Dataset entries:
————————
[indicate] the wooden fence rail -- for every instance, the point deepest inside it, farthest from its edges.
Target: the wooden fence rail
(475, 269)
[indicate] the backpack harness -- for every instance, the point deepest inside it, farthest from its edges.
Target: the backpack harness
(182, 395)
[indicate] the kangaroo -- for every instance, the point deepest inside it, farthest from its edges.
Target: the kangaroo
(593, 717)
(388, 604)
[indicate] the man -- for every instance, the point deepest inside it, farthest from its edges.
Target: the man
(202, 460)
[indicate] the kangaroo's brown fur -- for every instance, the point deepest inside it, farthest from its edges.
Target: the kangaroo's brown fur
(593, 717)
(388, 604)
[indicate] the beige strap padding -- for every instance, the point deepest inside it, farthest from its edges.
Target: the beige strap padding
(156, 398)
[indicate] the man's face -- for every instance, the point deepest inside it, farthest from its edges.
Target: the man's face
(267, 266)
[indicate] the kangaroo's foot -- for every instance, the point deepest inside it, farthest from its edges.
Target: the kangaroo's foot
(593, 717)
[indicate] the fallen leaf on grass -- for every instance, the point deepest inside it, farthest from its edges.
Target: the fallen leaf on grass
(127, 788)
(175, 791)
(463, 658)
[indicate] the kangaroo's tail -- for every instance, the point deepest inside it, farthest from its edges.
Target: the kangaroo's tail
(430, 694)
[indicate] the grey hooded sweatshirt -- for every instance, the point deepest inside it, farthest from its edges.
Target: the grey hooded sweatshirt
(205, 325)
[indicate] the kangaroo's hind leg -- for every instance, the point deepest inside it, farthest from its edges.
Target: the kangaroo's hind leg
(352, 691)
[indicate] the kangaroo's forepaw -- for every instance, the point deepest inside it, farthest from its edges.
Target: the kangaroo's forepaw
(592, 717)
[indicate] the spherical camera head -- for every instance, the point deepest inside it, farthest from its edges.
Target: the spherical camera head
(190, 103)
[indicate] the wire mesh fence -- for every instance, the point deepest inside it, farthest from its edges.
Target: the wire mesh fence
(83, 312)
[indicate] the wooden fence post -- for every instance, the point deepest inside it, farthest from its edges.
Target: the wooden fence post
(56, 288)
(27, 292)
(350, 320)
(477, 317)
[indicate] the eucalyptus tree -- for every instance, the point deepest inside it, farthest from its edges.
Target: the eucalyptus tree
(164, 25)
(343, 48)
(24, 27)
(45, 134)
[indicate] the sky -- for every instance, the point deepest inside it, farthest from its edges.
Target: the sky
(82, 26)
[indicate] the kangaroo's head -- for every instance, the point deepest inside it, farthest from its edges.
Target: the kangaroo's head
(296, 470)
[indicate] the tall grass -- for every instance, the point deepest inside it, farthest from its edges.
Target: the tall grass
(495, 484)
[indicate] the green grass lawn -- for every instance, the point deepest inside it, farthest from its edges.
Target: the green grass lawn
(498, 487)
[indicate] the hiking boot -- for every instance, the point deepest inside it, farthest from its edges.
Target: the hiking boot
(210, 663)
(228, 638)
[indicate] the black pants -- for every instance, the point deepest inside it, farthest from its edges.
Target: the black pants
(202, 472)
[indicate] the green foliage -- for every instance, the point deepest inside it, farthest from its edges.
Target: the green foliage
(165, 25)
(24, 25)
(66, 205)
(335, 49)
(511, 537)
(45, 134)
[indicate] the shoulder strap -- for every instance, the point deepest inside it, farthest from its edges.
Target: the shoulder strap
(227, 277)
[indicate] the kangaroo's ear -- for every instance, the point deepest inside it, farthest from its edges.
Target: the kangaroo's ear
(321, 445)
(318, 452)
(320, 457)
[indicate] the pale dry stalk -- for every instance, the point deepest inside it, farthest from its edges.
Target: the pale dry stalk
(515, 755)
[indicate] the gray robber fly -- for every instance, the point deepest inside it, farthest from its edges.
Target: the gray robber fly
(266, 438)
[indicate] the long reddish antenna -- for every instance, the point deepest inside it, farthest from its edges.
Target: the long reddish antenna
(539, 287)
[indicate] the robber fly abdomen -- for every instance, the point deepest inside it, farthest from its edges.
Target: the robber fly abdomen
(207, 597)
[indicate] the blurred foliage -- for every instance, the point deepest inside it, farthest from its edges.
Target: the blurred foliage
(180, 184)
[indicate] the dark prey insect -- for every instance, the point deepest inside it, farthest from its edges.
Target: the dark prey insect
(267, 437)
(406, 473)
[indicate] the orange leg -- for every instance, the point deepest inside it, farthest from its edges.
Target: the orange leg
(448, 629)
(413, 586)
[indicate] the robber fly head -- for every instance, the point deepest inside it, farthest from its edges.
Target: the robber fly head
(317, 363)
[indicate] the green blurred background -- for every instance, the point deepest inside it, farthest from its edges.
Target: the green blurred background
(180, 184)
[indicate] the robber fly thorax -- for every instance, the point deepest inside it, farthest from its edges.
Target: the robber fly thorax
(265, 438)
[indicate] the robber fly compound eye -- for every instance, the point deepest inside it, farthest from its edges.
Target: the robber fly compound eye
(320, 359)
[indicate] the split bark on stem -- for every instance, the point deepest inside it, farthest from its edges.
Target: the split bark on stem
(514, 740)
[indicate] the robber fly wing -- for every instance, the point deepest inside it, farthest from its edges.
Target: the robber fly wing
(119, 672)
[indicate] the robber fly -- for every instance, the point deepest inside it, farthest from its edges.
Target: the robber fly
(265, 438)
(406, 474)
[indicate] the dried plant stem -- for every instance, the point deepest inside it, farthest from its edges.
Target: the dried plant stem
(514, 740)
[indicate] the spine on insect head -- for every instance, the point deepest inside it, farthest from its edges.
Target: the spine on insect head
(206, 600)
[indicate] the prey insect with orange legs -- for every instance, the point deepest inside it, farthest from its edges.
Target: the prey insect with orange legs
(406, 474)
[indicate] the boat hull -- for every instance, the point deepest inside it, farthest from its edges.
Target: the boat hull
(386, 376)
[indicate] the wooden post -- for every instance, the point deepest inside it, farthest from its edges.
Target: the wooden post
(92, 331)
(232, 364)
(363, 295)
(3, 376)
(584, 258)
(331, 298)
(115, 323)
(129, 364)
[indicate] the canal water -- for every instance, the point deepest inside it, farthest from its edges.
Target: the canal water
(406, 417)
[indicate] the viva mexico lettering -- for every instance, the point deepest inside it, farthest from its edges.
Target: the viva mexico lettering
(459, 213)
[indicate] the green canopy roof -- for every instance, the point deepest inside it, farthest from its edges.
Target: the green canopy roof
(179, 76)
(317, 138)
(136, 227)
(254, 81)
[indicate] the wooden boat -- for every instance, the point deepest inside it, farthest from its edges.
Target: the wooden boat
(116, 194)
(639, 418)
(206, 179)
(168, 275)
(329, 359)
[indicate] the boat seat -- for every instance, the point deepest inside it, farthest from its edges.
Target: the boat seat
————————
Would you please copy exactly the part of the entries above that begins at the line containing "[indicate] the robber fly head" and ends at the line containing "[indicate] the boat hull", both lines included?

[indicate] the robber fly head -- for every instance, the point deepest inside it, farthest from its edges.
Target: the robber fly head
(317, 363)
[indicate] the green blurred background -- for every instance, the point deepest inside it, farthest from its edges.
Target: the green blurred background
(180, 184)
[indicate] the robber fly thorax -- for every instance, the point deepest inside it, farthest from its edges.
Target: the robber fly thorax
(265, 438)
[indicate] the robber fly compound eye -- for every instance, the point deepest inside it, farthest from its edges.
Target: the robber fly compound eye
(320, 359)
[indicate] the split bark on stem -- for every instance, the point deepest inside it, farthest from its edges.
Target: the split bark on stem
(514, 740)
[indicate] the robber fly wing -- for every instance, the point deepest inside it, farthest from its edges.
Target: the robber fly wing
(119, 672)
[indicate] the robber fly -- for every instance, the point deepest inside it, farthest from its edges.
Target: the robber fly
(265, 438)
(406, 474)
[indicate] the dried plant stem -- for every instance, the point deepest inside it, farthest from its edges.
Target: the dried plant stem
(514, 740)
[indicate] the spine on insect head -- for every instance, the point deepest inside it, farthest from its edges.
Target: the spine on insect head
(206, 600)
[indicate] the prey insect with orange legs -- for every instance, the point deepest inside it, farthest from its edges.
Target: the prey insect with orange legs
(406, 474)
[indicate] the boat hull -- for every instance, the point deepest inside it, farthest from its edges.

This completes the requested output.